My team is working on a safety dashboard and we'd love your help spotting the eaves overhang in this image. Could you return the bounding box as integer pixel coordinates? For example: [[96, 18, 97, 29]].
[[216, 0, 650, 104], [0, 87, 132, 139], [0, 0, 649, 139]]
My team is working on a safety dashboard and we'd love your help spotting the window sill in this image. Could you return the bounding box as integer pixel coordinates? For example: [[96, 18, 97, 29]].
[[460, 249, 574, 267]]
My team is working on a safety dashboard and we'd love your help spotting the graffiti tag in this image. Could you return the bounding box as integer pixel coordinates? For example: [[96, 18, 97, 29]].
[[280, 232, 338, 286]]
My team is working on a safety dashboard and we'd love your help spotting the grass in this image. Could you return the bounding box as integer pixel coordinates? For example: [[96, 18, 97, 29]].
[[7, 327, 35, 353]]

================================

▶ [AIM OF THE EXERCISE]: All of the data above should be set down word for word.

▶ [PROBLEM SOLUTION]:
My team is working on a safety dashboard and we'd love your help spotting the eaves overhang in this image. Could you return the bounding box as integer pixel coordinates? For example: [[96, 18, 97, 29]].
[[216, 0, 650, 104], [0, 87, 132, 139], [0, 0, 649, 139]]
My team is working on a safety dashboard and we'd love your help spotting the window sill in this image. Could you return the bounding box as integer pixel coordinates? For example: [[96, 18, 97, 29]].
[[460, 249, 574, 267]]
My team is working on a safety dashboard and we'd love your help spotting the graffiti tag in this image. Could you return the bounding box as integer pixel coordinates? For example: [[96, 18, 97, 29]].
[[280, 232, 338, 286]]
My team is working on a safety dashboard and we'd love your help spotting the grass in this image. Could you return the bounding box as integer pixel coordinates? For example: [[96, 18, 97, 29]].
[[7, 327, 35, 353]]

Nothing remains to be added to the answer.